# [ОТРЫВОК]
§
Получается как у бойскаута: ни одного дня без доброго дела, узницу вызволил из заточения. В 10.30 начинается совещание руководства КГБ: члены коллегии, начальники управлений, консультанты председателя - всего человек 35. Время дорого, мне не хочется, чтобы каждый выступающий рассказывал о политической ситуации, как это обычно происходит на любом совещании. Спрашиваю, все ли видели сегодня с утра площадь Дзержинского. Да, все видели, вопросов об обстановке вокруг КГБ нет, ясность полная. Теперь надо попытаться внести ясность в главный вопрос - как жить дальше.

Сразу же приходим к согласию, что необходимо запретить деятельность партийных организаций в системе госбезопасности. Ни одного голоса против, ни одного воздержавшегося, секретарь «большого парткома» Н.И. Назаров (бывший работник ЛГУ) тоже «за». Тут же готовится приказ по КГБ и циркулярная телеграмма: конец партийной организации. Шаг неизбежный, но запоздавший на несколько недель, если не месяцев. Десятками лет нам внушали, а мы, послушные ученики, усердно повторяли, что органы КГБ - это вооруженный отряд партии. Последние три-четыре года мы пытались делать вид, что и лозунга такого не было, а теперь распрощались с некогда руководящей силой нашего общества при самых печальных обстоятельствах. Одна из самых сильных сторон русского человека - крепок он задним умом.
§
# [СТРОКИ ДАННЫХ]
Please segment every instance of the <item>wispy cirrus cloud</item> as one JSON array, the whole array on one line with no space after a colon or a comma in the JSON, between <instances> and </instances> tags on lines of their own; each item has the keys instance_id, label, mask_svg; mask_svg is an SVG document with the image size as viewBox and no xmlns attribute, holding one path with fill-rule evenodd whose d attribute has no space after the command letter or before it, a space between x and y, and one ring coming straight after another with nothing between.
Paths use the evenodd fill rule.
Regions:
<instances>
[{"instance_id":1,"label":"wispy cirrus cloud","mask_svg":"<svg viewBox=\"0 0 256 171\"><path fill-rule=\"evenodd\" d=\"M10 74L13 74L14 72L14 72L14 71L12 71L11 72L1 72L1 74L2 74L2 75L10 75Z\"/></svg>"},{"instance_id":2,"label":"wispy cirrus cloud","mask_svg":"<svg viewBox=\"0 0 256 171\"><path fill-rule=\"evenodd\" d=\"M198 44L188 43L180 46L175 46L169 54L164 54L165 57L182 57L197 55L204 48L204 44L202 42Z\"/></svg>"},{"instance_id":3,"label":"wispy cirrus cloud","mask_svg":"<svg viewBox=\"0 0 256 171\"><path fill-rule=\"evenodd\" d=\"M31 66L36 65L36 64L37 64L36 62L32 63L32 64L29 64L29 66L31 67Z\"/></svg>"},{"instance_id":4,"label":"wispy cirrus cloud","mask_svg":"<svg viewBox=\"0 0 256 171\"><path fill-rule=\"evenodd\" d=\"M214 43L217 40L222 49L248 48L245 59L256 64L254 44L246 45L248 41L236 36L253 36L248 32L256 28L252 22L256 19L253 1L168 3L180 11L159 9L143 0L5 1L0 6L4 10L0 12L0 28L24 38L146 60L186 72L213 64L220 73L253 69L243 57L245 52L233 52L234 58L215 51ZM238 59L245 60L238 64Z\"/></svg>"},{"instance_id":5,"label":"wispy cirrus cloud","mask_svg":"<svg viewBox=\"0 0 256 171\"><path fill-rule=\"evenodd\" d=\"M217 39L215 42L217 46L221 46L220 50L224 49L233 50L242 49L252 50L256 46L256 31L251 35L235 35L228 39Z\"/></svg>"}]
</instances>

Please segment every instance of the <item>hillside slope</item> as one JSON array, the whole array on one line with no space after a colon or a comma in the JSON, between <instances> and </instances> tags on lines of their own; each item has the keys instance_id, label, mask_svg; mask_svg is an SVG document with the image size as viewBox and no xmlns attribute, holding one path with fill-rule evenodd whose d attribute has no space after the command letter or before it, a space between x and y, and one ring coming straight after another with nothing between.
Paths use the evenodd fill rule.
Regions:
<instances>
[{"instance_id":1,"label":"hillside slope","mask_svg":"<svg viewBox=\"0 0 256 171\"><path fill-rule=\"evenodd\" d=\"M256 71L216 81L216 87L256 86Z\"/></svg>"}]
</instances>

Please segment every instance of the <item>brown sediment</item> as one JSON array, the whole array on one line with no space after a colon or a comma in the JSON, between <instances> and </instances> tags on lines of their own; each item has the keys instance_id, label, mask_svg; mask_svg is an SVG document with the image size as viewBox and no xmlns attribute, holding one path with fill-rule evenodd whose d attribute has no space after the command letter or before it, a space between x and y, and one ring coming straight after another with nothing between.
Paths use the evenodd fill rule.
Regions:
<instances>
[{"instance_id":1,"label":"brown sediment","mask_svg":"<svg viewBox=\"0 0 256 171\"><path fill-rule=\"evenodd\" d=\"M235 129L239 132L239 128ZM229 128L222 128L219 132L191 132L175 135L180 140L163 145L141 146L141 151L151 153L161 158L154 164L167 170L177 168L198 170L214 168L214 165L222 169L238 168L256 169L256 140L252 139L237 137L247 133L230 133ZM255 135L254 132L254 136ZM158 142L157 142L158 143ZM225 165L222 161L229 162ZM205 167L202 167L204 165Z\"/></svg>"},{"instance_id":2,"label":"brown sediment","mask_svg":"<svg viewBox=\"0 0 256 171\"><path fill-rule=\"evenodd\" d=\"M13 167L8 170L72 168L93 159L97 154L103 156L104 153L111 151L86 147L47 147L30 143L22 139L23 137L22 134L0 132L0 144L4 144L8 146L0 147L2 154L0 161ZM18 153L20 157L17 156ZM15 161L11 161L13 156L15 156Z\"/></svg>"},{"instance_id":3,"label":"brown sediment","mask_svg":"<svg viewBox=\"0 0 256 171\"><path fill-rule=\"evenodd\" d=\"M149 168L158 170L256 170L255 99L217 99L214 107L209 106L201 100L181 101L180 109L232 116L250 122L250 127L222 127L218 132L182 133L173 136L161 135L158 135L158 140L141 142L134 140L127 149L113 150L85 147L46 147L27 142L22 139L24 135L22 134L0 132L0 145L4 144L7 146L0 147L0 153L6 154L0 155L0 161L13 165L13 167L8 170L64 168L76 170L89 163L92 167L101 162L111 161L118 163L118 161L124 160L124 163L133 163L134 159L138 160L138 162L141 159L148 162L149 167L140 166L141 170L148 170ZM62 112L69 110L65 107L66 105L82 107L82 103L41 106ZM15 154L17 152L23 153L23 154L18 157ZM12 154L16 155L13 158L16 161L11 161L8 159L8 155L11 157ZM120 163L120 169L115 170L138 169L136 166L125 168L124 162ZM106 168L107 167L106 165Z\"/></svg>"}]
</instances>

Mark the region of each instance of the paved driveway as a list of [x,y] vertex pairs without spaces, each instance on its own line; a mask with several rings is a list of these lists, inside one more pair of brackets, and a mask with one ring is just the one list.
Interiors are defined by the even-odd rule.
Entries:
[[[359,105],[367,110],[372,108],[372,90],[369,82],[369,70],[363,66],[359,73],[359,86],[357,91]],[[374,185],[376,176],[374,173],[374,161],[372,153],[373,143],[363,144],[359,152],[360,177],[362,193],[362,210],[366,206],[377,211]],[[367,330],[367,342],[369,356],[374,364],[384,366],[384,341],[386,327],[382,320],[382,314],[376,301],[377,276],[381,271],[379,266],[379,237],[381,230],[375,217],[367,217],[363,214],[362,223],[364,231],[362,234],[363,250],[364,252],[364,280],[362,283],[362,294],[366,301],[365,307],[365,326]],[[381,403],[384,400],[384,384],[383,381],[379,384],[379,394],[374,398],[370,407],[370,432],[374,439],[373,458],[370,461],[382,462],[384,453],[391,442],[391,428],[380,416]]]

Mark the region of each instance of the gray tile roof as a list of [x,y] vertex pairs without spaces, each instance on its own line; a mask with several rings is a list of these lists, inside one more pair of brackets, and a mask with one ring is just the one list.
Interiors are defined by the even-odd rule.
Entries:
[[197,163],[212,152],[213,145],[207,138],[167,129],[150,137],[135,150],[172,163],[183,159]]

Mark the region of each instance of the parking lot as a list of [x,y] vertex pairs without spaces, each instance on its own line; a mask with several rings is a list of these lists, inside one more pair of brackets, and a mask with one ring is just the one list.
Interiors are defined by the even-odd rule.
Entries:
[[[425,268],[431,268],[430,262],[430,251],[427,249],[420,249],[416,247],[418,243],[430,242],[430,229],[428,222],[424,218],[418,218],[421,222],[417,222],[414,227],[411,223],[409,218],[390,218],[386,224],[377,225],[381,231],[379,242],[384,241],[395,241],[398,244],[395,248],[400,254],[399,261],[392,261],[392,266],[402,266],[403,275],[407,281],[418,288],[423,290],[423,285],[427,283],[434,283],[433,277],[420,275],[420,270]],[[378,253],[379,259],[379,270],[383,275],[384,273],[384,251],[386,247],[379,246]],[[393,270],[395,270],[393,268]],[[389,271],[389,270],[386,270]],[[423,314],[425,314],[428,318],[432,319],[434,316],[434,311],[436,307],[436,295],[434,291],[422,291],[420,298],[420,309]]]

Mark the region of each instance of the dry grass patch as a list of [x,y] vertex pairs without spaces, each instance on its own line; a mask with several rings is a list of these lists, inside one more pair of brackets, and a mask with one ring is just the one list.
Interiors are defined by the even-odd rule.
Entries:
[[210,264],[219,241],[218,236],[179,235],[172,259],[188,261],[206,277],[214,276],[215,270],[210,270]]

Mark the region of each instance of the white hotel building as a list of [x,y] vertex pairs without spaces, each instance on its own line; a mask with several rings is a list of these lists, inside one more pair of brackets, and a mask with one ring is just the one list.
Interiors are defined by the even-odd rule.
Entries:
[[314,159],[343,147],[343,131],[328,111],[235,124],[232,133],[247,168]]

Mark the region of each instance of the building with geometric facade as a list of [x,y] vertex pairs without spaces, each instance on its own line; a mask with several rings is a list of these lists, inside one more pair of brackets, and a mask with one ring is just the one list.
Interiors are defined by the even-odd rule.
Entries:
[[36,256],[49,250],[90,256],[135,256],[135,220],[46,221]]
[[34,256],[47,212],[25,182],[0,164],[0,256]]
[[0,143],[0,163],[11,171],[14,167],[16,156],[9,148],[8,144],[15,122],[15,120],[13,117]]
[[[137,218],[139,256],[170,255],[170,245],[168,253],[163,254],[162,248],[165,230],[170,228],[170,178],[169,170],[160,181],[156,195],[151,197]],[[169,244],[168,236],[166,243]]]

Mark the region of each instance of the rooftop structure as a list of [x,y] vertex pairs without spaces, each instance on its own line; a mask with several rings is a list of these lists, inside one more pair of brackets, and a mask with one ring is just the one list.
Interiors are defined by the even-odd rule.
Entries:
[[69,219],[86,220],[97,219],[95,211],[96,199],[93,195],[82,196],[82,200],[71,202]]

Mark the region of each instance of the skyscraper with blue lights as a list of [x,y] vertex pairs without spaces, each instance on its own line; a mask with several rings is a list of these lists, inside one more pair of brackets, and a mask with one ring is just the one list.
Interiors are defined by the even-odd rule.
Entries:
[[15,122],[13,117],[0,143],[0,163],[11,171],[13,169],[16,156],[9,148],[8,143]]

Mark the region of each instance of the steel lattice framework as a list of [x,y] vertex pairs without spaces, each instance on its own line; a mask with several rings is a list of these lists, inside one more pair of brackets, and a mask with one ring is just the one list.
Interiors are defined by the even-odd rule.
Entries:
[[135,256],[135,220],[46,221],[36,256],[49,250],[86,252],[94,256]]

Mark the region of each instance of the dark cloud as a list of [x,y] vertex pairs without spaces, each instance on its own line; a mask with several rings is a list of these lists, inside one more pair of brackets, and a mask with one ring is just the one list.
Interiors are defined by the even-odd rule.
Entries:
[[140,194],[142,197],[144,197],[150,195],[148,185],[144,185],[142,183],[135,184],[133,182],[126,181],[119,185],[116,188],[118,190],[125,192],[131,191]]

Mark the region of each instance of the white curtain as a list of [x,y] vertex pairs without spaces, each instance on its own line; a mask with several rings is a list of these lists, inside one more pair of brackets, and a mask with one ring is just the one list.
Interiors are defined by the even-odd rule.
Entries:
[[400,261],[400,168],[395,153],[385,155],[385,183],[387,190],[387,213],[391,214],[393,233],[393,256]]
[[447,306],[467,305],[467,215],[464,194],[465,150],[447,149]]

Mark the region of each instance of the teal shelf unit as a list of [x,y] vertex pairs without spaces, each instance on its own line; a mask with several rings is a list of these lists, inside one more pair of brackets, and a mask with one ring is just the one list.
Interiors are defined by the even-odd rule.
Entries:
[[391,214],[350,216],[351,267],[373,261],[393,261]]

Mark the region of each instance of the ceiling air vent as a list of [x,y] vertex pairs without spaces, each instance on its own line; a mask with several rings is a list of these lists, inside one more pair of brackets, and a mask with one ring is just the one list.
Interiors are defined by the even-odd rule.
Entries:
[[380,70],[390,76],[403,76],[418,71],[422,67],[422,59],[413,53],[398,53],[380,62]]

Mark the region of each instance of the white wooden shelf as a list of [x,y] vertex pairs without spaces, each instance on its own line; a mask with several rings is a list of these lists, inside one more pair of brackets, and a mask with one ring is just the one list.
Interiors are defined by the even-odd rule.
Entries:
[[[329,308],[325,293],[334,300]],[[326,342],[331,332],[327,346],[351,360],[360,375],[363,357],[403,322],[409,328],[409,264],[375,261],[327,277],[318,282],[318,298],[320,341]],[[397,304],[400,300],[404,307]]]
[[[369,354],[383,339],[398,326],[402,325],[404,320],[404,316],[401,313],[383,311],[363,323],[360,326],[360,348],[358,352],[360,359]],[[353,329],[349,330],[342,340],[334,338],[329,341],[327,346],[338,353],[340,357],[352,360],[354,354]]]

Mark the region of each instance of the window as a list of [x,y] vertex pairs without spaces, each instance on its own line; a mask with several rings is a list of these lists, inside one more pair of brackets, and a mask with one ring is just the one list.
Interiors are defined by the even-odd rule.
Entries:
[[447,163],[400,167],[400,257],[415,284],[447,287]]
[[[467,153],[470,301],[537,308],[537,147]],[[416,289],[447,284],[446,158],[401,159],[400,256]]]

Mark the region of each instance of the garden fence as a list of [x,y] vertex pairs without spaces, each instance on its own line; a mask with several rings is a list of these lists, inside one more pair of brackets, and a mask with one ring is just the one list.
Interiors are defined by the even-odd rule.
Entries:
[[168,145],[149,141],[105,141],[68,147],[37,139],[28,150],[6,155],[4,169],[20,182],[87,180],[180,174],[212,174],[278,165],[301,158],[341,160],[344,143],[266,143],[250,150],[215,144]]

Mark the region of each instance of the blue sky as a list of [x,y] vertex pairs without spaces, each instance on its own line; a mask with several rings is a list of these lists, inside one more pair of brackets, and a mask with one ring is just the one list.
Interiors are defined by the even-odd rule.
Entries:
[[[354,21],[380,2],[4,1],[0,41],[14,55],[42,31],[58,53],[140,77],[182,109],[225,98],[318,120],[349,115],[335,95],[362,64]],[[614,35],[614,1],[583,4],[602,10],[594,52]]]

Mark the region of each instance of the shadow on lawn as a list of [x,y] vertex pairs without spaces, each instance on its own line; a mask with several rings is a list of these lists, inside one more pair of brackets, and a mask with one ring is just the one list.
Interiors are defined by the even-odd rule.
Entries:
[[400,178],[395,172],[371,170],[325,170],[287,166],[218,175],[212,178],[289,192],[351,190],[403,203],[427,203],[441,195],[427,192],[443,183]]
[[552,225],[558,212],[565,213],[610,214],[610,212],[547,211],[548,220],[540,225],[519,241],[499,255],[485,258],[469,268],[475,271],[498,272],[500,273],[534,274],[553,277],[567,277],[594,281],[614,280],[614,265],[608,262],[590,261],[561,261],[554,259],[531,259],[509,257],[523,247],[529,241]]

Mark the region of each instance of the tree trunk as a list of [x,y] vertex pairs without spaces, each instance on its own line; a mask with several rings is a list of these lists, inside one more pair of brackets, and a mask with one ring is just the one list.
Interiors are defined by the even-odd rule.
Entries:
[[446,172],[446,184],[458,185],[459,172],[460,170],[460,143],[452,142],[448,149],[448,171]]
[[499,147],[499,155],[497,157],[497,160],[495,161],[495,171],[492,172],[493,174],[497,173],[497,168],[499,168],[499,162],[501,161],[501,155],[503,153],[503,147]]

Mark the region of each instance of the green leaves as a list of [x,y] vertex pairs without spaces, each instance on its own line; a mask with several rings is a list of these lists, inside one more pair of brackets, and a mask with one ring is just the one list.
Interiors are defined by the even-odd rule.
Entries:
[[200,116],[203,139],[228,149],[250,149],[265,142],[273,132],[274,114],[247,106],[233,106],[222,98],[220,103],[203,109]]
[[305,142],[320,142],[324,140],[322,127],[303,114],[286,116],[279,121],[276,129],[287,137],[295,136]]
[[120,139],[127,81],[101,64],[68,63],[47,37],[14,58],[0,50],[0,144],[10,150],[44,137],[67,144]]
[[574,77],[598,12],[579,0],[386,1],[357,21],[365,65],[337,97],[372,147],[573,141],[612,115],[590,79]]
§
# [ТРЕБОВАНИЯ]
1) Определите, соответствуют ли отрывку утверждения (а), (б) и (в). На каждое ответьте «да» или «нет» и приведите решающие слова отрывка дословно.
(а) Совещание руководства КГБ начинается в 10.30.
(б) Н.И. Назаров голосовал против запрета партийных организаций.
(в) На совещании присутствовало около пятидесяти человек.
2) Измените часть отрывка от слов «Получается как у» до слов «как жить дальше.» включительно: замените «площадь Дзержинского» на «Лубянскую площадь» и приведите эту часть полностью.

# [СПИСОК ОТВЕТОВ]
1)
(а) Да: «В 10.30 начинается совещание руководства КГБ».
(б) Нет: «секретарь «большого парткома» Н.И. Назаров (бывший работник ЛГУ) тоже «за»».
(в) Нет: «всего человек 35».

2)
Получается как у бойскаута: ни одного дня без доброго дела, узницу вызволил из заточения. В 10.30 начинается совещание руководства КГБ: члены коллегии, начальники управлений, консультанты председателя - всего человек 35. Время дорого, мне не хочется, чтобы каждый выступающий рассказывал о политической ситуации, как это обычно происходит на любом совещании. Спрашиваю, все ли видели сегодня с утра Лубянскую площадь. Да, все видели, вопросов об обстановке вокруг КГБ нет, ясность полная. Теперь надо попытаться внести ясность в главный вопрос - как жить дальше.